[Text block]
There is, for example, the constant question of what Russia wants, which it’s impossible to summarise, even in a book many times the size of mine, and all the moreso in a half-hour policy discussion, but I’ll try to boil it down to one sentence. In effect, Russia wants it to be 1914 again, because then, the aspiration to great power status that Russia seeks would not be dismissed by other countries as irrelevant, but would actually be understood by countries on their own terms, and the entitlement that that gives to dominion over your neighbours, whether it’s expressed as privileged interests, or a sphere of influence, or a cordon sanitaire. Anyway, a means of limiting the sovereignty of those neighbours, so that they do not pose a problem for you. And, of course, the doctrine in not interfering in the internal affairs of other great powers, unless, of course, it’s Russia doing the interfering. And respect, in Russian terms, which is almost universally the terms of the 19th century, as opposed to those which we consider gather a country respect today. But the result of this is the process of expanding Russia’s domain, reducing threats by pushing them farther away, as all possible, continues today, not through the traditional means of military expansion and occupation, but instead, through subversion, through regime change, and the driving attitude underneath it is the end of empire that has been postponed. Russia has not travelled as far down the road that other post-imperial powers have, after losing its external dominions.
Several decades after the end of empire, we haven’t seen the post-imperial shock, that, for example, was Algeria for France, or Suez for the UK, or 1974 for Portugal. There hasn’t been the readjustment of attitudes to give Russia the same kind of relaxed attitude to its former dominions, as, for example, Sweden has today. And that’s just a symptom of the way Russia’s understanding of international relations was frozen during the period of the Soviet Union, to re-emerge and confront an unsuspecting Europe at the end of the Cold War. The world had changed, but some Russian preconceptions and assumptions had not, and this is one of the roots of the clash of attitudes and assumptions, and geostrategic priorities that we see between Russia and the West.
The underlying question that gets debated perennially is whether Russia believes itself sincerely to be under a threat from the West, from NATO, whether Russia is in fact an unreconstructed expansionist power, or is driven by defensive motivations. My suggestion is that while that point is academically interesting, the point at which it was relevant is long past. It doesn’t matter anymore, because perception is reality, and is now driving Russian decisions.
Even if the threat was originally invented to distract from domestic pressures, or even if we swallow the argument that Russia is always acting defensively when it lashes out, the result is the same, that Russia sees itself to be in conflict with the West in every available domain, except open military clashes. And, of course, it is preparing for open military clashes. This intense and immensely expensive programme of military transformation and rearmament and reorganisation that has now been going for just over a decade is driven by the idea that conflict is inevitable, and as put by one of the former Chiefs of General Staff in Russia, Yuri Baluyevsky, that it is an immutable axiom that war is coming.
[/Text block]
[Entries supplied]
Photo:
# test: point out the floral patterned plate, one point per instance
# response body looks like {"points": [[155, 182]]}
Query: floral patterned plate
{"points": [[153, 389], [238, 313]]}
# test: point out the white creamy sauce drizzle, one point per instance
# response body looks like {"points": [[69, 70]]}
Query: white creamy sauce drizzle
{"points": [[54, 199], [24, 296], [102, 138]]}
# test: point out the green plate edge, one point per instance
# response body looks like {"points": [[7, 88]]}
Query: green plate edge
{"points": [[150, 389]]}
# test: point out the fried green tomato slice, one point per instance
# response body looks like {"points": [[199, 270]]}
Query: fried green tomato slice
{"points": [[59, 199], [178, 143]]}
[/Entries supplied]
[Entries supplied]
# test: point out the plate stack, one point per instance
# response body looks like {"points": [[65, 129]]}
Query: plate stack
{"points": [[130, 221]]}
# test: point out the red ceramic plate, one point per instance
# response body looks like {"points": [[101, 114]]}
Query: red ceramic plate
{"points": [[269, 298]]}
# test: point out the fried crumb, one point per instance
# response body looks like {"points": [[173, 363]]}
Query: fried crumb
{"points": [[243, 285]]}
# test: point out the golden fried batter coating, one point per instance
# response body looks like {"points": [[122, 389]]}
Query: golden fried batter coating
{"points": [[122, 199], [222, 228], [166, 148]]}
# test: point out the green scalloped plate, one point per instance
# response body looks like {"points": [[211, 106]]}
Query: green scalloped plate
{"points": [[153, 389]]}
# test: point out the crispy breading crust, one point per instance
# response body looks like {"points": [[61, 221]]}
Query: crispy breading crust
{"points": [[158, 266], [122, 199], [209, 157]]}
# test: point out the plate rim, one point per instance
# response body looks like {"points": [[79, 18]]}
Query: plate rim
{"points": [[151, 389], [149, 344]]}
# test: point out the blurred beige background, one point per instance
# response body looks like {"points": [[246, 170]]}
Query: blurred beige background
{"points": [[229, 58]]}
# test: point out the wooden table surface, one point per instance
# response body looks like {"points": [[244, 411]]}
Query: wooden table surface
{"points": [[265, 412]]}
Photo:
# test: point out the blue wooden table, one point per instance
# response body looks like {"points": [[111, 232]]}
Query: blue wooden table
[/Entries supplied]
[Entries supplied]
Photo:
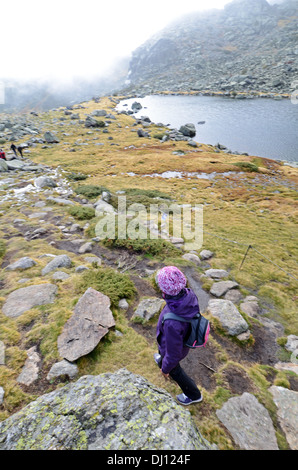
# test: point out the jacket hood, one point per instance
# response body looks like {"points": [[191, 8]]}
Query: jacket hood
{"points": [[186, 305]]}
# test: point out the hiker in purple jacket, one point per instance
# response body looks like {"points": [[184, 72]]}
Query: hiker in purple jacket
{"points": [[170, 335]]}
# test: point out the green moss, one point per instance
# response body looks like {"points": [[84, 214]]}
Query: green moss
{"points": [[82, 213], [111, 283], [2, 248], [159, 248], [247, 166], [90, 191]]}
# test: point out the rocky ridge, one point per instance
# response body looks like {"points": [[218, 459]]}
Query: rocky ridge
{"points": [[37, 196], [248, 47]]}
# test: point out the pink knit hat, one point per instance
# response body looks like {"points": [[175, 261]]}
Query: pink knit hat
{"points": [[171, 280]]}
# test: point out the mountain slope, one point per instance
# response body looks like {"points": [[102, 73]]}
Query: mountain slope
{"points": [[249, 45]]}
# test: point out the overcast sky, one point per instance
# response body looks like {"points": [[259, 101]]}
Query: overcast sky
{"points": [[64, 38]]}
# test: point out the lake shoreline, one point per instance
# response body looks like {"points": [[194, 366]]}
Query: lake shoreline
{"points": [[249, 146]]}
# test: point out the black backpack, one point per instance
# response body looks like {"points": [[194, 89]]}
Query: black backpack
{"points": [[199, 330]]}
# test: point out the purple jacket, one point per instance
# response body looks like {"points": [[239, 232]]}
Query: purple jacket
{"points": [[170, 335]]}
[/Entries supplied]
Apply what you read
A – In the passage on Russia, which former Chief of General Staff is cited as saying that war is coming?
B – Carry the passage on Russia forward, starting after its last sentence.
The listing was taken from a different source than the passage on Russia.

Responses per task
A – Yuri Baluyevsky.

B –
Another question we get asked time and again is, do we have a Russia problem or a Putin problem? And my answer, very firmly, is that, no, this is not Putin. This is not a country of one person. This is Putin enacting longstanding Russian security preoccupations and ideas about how you deal with security problems, instead of inventing them. But in addition to that, we have to bear in mind that President Putin is not the worst leader that Russia could have, or has ever had. By many different parameters, whether it’s the economic management or mismanagement of the country, whether it’s the wellbeing of the citizens, whether it’s even human rights, Russia has done far, far worse in the past.
In fact, the current situation, despite this drift towards authoritarianism that we see at the moment, where Russia is not imprisoning and murdering its own or foreign citizens on an industrial scale is actually hugely anomalous in Russian history. In fact, it’s unprecedented. We are still, however much we complain about what’s happening in Russia today, in a period of unprecedent liberalism, which means we should be careful what we wish for when we wish for change. I cite repeated instances of optimism triumphing over evidence in the book. People who think that the end of the Putin regime, as they describe it, in other words, the Russian Government, is imminent, and then, of course, when their predictions of imminent collapse don’t materialise, there are new and new justifications sought for why exactly it’s going to happen next week. But, we should be careful, because change in Russia is not always change, and when it is, it is most certainly not always for the better.
One of the things that did take me by surprise, when researching for the book, was looking back to 1917, and how the apprehension and fear that accompanied the forced abdication of the Tsar was also a source of jubilation and rejoicing in those countries that had seen Russia as a despotic tyranny, from which it was now being released, and therefore, because that tyranny was removed, things must now get better. How wrong they were, and how wrong we could be if we wish for change in Russia at any price. So, I would suggest not aiming simply, or even hoping for a replacement for Vladimir Putin. The alternative may not necessarily be better, whether for Russia or for the rest of the world.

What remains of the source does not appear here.